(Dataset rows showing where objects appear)
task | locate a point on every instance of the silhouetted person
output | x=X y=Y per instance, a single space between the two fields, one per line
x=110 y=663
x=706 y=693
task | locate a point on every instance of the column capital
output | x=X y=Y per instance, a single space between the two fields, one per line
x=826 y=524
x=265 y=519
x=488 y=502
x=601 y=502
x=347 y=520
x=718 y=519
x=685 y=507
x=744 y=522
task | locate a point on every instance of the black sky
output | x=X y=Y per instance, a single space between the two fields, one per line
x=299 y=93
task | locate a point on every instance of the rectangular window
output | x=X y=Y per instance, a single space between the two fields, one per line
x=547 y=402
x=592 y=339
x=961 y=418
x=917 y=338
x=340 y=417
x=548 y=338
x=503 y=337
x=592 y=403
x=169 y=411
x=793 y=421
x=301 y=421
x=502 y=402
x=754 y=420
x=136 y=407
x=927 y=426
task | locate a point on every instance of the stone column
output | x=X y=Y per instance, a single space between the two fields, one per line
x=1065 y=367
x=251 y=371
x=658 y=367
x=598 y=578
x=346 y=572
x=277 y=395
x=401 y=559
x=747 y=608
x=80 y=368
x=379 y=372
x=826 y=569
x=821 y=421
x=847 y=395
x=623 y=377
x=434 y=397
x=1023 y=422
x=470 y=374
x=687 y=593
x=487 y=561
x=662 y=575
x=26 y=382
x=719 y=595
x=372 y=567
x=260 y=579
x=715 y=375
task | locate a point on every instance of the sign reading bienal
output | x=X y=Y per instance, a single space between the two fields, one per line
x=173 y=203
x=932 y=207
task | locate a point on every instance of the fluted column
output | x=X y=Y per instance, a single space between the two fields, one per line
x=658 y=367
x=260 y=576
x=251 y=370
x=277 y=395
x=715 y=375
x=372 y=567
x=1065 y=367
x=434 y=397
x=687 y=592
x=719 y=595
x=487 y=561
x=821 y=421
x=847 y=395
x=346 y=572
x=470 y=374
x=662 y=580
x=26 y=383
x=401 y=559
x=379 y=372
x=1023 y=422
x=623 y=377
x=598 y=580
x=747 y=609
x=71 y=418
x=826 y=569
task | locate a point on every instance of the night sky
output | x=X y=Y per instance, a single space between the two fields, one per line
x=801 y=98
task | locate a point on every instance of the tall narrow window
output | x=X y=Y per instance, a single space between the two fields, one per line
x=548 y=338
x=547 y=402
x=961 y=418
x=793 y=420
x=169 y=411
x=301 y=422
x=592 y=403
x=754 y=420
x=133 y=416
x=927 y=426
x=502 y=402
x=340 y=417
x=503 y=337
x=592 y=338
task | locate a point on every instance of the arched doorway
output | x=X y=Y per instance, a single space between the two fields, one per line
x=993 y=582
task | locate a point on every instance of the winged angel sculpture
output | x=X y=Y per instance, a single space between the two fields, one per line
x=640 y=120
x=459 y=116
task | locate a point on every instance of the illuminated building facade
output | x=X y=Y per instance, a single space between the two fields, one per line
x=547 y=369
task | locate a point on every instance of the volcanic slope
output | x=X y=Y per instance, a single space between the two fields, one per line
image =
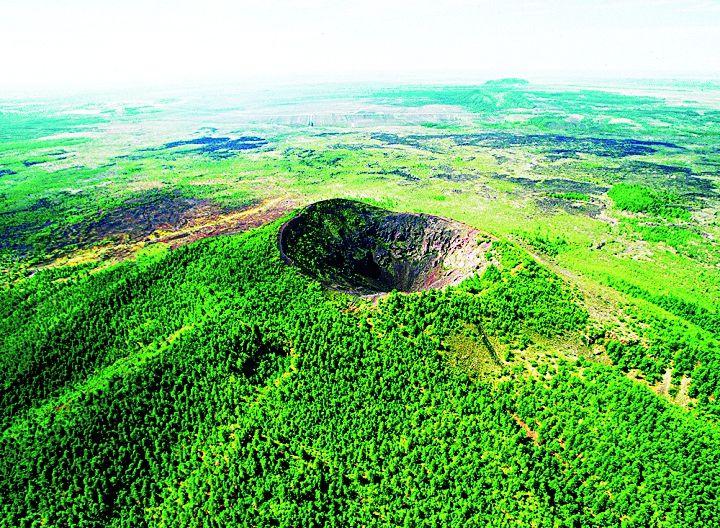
x=357 y=247
x=215 y=385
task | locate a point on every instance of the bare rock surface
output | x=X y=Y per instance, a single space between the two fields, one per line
x=358 y=248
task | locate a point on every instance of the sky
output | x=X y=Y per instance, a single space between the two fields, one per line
x=86 y=44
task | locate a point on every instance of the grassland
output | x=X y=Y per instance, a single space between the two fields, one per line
x=598 y=200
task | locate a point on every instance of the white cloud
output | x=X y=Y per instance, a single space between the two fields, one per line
x=81 y=43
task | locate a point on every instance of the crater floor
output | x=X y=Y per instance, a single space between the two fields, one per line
x=359 y=248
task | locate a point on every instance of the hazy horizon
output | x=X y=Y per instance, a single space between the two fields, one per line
x=80 y=45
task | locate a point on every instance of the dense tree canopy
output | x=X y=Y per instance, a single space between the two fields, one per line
x=215 y=386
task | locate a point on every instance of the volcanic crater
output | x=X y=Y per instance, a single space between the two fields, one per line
x=362 y=249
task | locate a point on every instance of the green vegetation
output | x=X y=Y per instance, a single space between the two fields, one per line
x=162 y=365
x=210 y=399
x=642 y=199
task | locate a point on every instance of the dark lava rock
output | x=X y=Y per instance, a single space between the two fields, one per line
x=359 y=248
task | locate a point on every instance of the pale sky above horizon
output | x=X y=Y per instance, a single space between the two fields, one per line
x=72 y=44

OBJECTIVE
Starting at the line that contains "task | locate a point on every instance of the pale" and ending at the end of the records, write out every line again, requests included. Multiply each x and y coordinate in the answers by 1.65 and round it to a whole number, with halves rounding up.

THE OUTPUT
task | locate a point on every instance of the pale sky above horizon
output | x=X y=Y per instance, a single space between the two fields, one per line
x=119 y=73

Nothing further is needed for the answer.